Time signatures make no fucking sense

Time signatures make no fucking sense.

Am I just retarded?

Other urls found in this thread:

youtube.com/watch?v=4_jDgRsOGvY
twitter.com/SFWRedditVideos

My advice is to actually look up example audio, I couldn't ever get this shit just by reading it either.

Literally the most entry-level theory concept
Sorry OP, you're just a brainlet

It makes sense,
I think you're putting too much importance on the term "quarter"
It's just a name bro.

I did, and it did help a lot but I don't know. I don't feel like a can grasp the concept yet. I'm inclined to believe this user () is right because such an essential and simple thing.

You posted a pic that explains it. If that is the aspect of reading music that stumps you then you are fucked.

learn to play like this

youtube.com/watch?v=4_jDgRsOGvY

how can you 'hear' a measure, then?

what does bottom number mean

So that means 3/4 are just three quarter notes and that's it?

So if I have something like a 6/8, the only thing I should be understanding from it that the time signature is comprised of six eight-notes? Nothing else behind it?

come on, man... I stopped my formal training more than a decade ago and I still remember to use this shit

Correct.

Good luck because the advanced rhythmic shit gets fucked.

pretty much.

the top number in the fraction indicates the number of beats per measure, whereas the bottom indicates which note (half, quarter, eighth, etc.) gets the beat. so 3/4 would be 3 beats per measure, giving the quarter the beat; 7/8 would be 7 beats per measure, giving the eighth note the beat, and so on. ()

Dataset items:
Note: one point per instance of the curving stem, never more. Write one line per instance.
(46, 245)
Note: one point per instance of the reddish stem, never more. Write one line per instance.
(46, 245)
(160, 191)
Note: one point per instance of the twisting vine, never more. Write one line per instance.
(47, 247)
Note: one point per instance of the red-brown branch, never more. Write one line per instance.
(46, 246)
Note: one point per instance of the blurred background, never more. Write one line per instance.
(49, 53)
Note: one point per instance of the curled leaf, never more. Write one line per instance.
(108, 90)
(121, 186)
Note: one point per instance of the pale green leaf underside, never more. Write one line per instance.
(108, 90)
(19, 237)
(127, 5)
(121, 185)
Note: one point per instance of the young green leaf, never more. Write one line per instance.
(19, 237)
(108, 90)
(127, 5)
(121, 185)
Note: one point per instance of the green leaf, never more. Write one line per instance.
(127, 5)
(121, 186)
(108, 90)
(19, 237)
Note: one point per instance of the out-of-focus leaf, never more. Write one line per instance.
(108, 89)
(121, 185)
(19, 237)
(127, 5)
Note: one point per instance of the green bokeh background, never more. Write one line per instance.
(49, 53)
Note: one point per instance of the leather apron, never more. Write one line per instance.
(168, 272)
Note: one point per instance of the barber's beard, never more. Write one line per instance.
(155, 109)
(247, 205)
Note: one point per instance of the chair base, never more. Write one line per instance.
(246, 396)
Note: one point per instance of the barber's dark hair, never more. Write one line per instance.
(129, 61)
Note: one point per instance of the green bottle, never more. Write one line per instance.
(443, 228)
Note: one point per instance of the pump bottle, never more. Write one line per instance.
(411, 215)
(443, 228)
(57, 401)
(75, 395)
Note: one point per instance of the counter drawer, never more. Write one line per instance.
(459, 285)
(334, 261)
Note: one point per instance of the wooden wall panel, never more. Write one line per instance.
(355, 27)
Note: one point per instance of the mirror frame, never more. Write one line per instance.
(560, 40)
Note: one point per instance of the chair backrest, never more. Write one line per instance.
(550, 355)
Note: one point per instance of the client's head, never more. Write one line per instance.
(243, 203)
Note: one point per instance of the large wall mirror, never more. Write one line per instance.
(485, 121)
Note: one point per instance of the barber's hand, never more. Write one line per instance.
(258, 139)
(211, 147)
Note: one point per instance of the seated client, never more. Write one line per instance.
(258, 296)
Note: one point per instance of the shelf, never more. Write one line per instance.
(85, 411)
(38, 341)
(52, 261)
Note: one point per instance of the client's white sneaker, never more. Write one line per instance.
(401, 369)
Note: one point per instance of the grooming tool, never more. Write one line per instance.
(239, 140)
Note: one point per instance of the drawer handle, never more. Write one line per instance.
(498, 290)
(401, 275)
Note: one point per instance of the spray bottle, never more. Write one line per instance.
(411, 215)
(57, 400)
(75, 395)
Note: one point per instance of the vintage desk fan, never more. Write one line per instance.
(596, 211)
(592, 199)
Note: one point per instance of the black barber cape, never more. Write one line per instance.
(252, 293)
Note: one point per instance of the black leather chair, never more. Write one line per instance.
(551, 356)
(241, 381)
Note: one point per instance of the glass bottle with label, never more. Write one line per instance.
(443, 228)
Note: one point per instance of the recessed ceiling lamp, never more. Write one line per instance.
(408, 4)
...
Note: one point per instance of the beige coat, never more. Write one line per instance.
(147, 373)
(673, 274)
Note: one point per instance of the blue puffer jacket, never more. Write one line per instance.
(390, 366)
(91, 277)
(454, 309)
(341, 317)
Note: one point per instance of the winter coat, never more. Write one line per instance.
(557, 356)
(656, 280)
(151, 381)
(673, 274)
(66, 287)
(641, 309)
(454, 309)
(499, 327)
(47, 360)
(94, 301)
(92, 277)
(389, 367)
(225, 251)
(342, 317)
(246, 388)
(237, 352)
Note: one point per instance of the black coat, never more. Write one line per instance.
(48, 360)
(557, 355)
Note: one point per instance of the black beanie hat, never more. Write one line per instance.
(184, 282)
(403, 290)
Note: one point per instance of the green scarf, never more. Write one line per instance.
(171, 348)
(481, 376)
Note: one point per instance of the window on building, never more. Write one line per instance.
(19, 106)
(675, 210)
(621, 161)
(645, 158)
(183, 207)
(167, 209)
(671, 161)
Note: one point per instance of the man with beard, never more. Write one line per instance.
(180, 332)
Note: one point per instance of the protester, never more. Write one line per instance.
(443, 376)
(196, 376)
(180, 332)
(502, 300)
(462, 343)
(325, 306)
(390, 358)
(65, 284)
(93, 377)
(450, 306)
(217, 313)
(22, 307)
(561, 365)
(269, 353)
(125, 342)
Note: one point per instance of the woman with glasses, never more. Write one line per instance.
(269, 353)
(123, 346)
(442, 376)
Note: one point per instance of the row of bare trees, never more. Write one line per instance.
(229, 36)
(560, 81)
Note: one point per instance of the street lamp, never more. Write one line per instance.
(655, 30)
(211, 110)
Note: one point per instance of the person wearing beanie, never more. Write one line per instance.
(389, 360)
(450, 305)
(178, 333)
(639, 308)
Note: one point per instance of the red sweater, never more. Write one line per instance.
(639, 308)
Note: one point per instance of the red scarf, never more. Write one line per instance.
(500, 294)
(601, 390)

### Exercise requirements:
• A. In the thread about time signatures, what does the bottom number of a time signature indicate?
• B. Quote the time-signature thread word for word, starting at "You posted a" and ending at "a measure, then?".

### Answers to the exercise:
• A. It indicates which note (half, quarter, eighth, etc.) gets the beat.

• B.
You posted a pic that explains it. If that is the aspect of reading music that stumps you then you are fucked.

learn to play like this

youtube.com/watch?v=4_jDgRsOGvY

how can you 'hear' a measure, then?